**Metin Alıntısı**

Başbakan Yıldırım'ın konuşmasından notlar;

* Aslında tarım sektöründe havza çalışmaları köklü değişikliği işaret ediyor. Biz diyoruz ki kafana göre değil havzana göre. Bir bölgede pamuk ekildiyse öbür bölgede buğday pirinç ekilecek.

*Bütün il ve ilçelerimizi kapsayan bir çalışma yapıldı. Bugün çiftçinin elinde bir rehber var. Nerelere hangi ürünlere ekersek oralardan destek alacağız.

* Çiftçi yaptığı işten memnun değilse bir yerde bir yanlış var demektir. Bakanımız bütün detayları anlattı. Tarım sektörüne tam 90 milyar TL destek verdik. Tarım sektörü bunu hakediyor. Bu destekler daha fazla olmalı. Tarım sektörü gelişme sağlayan desteklerin başında olmaya devam ediyor.

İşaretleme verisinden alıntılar
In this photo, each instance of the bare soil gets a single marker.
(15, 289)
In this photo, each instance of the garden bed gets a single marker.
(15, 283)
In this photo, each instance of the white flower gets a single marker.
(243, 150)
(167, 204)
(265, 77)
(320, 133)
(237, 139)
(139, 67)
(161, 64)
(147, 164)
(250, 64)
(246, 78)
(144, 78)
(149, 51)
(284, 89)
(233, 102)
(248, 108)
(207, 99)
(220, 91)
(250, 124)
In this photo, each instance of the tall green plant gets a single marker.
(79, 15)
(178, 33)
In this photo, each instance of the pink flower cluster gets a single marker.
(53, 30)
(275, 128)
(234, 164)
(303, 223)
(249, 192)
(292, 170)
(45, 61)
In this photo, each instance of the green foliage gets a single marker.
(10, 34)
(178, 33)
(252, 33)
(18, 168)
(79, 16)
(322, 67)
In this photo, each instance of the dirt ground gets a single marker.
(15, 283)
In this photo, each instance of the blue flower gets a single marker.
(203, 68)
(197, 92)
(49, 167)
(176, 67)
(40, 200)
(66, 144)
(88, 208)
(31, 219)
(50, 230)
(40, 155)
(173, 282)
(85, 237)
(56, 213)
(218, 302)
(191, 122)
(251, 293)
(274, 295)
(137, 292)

**Kısa Problem 1**
Konuşma notlarından "Başbakan Yıldırım'ın konuşmasından" sözlerinin bulunduğu yerden başlayıp "buğday pirinç ekilecek." sözlerinden sonra biten bölümü hiç değiştirmeden yazın.
**Kısa Problem 2**
Lütfen girdilerde "In this photo, each instance of the blue" ifadesini içeren satırdan başlayıp girdilerin sonuna kadar uzanan satırları, "blue flower" yerine "purple flower" koyarak ve başka hiçbir şeye dokunmadan güncelleyin. Yalnızca bu satırları verin.

**Yanıt 1**
Başbakan Yıldırım'ın konuşmasından notlar;

* Aslında tarım sektöründe havza çalışmaları köklü değişikliği işaret ediyor. Biz diyoruz ki kafana göre değil havzana göre. Bir bölgede pamuk ekildiyse öbür bölgede buğday pirinç ekilecek.

**Yanıt 2**
In this photo, each instance of the purple flower gets a single marker.
(203, 68)
(197, 92)
(49, 167)
(176, 67)
(40, 200)
(66, 144)
(88, 208)
(31, 219)
(50, 230)
(40, 155)
(173, 282)
(85, 237)
(56, 213)
(218, 302)
(191, 122)
(251, 293)
(274, 295)
(137, 292)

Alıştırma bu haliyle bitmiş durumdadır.